Wednesday, 8 June 2011

Infix, Prefix and Postfix notations

“Notations are created for easy processing of expressions. Polish and Reverse Polish Notations are popular ones. Normal notation is human readable.”

Introduction

  There are 3 kinds of expression notations: infix, prefix and postfix.

  • Infix: is human readable. (2+3)*4
  • Prefix: is readable with stack. Expressions first, values next. *+234
  • Postfix: Values first, expressions next.  23+4*

Read more about the prefix notation here: http://en.wikipedia.org/wiki/Polish_notation

Prefix & postfix doesn’t need to use brackets and can be easily represented using stack or tree.

The main advantage is that we don’t need to care much about the precedence as in Infix notation.

Code

/*
Scan the given prefix expression from right to left
for each symbol
 {
  if operand then
   push onto stack
  if operator then
   {
    operand1=pop stack
    operand2=pop stack
    compute operand1 operator operand2
    push result onto stack
   }
 }
return top of stack as result
*/
 
void main()

----------------------------------------

JOB 1:
Copy the part of the passage on expression notations starting at "Prefix & postfix" and ending at "in Infix notation.".
The passage on expression notations and the records that follow it are unrelated.

SUPPLIED MATERIAL:
----------------------------------------

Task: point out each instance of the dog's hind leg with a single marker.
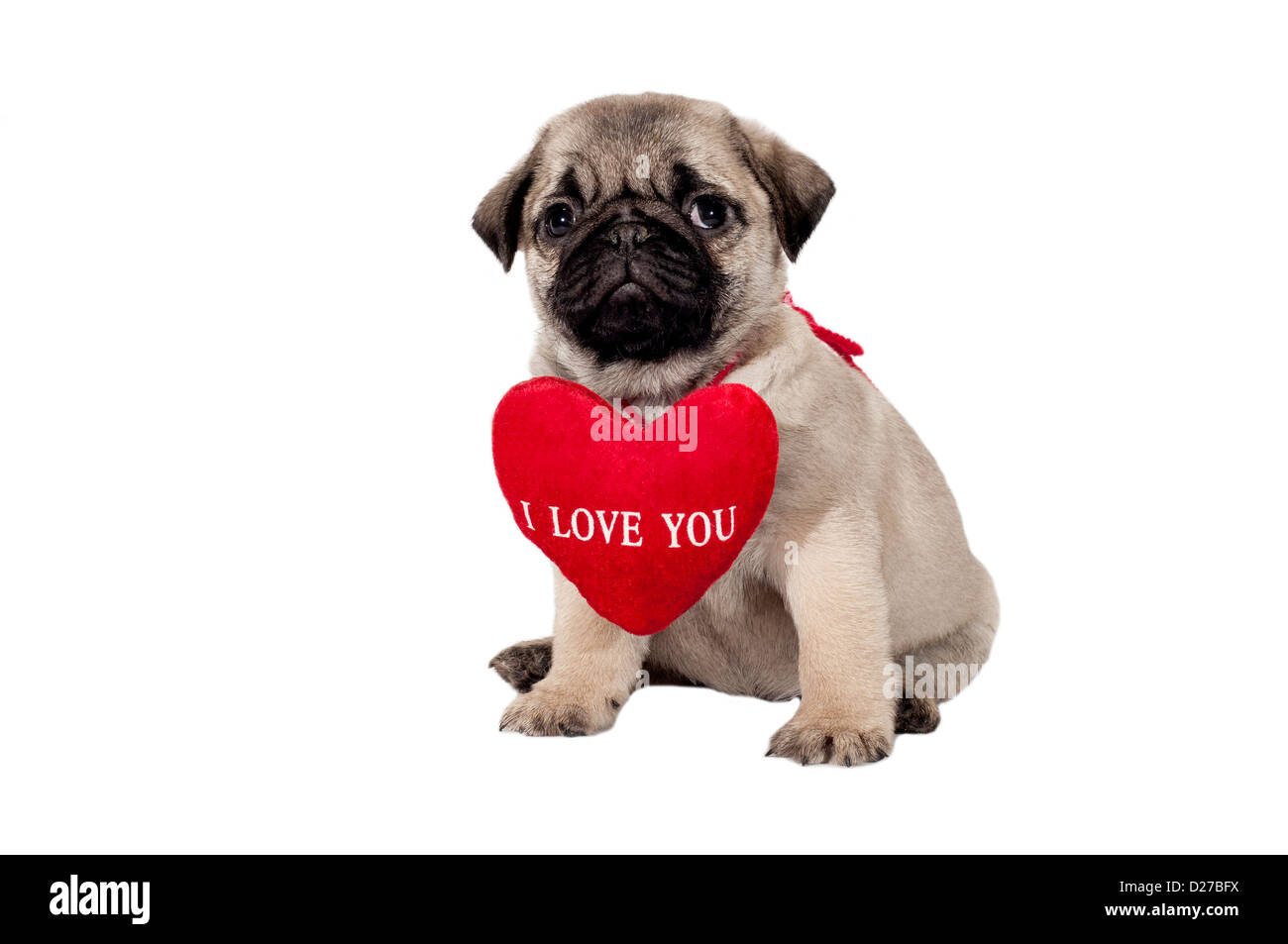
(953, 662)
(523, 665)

----------------------------------------

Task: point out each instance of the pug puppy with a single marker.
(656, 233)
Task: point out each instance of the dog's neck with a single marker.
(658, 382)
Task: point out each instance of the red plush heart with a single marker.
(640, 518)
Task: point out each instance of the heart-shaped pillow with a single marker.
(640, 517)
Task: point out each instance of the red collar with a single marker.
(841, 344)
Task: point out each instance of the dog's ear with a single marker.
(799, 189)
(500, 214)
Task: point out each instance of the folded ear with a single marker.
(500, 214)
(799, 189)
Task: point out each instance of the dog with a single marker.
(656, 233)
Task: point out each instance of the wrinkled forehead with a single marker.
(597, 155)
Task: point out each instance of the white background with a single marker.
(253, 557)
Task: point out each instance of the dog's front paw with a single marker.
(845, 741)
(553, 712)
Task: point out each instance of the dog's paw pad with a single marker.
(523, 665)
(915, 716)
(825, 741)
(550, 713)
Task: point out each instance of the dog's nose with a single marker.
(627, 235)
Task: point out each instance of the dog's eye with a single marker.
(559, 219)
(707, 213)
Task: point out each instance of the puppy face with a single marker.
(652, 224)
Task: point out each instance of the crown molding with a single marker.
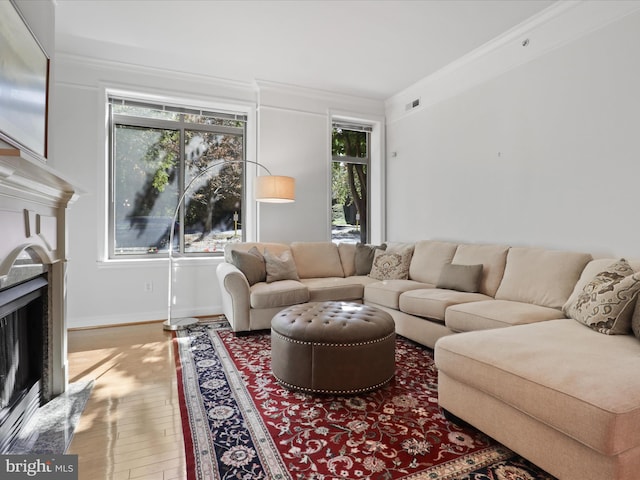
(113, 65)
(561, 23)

----------------------------------------

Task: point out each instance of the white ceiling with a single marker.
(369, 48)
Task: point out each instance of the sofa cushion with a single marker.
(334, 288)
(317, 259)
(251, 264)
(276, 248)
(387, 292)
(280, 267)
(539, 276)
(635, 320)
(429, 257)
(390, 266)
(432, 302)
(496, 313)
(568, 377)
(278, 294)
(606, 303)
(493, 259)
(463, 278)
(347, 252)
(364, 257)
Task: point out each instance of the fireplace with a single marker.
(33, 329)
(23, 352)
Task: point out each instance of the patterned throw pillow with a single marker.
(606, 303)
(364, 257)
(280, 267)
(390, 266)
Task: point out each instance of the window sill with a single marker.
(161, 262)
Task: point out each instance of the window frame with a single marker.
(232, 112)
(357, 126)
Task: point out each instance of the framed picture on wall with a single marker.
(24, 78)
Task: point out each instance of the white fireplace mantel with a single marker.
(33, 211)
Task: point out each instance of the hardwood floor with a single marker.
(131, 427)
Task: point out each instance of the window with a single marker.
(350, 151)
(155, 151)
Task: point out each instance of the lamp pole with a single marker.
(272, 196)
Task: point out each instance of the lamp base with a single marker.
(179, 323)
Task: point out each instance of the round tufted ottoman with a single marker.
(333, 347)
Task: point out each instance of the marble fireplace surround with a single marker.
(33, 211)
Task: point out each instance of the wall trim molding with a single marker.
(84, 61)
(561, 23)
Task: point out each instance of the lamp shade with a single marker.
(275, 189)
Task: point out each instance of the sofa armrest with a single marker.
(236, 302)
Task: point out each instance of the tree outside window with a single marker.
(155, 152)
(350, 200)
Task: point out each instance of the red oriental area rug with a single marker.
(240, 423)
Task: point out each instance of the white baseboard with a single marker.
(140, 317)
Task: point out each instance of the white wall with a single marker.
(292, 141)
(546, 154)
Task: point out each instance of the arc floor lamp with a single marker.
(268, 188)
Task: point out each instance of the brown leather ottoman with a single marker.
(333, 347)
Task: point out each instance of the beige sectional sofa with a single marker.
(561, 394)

----------------------------------------

JOB 2:
Return each line of the records that contains the string "sofa".

CORRECT RESULT 1:
Prefix & postfix doesn’t need to use brackets and can be easily represented using stack or tree.

The main advantage is that we don’t need to care much about the precedence as in Infix notation.

CORRECT RESULT 2:
Task: point out each instance of the sofa cushion with a single marker.
Task: point out each instance of the sofa armrest with a single marker.
Task: point out each instance of the beige sectional sofa with a single marker.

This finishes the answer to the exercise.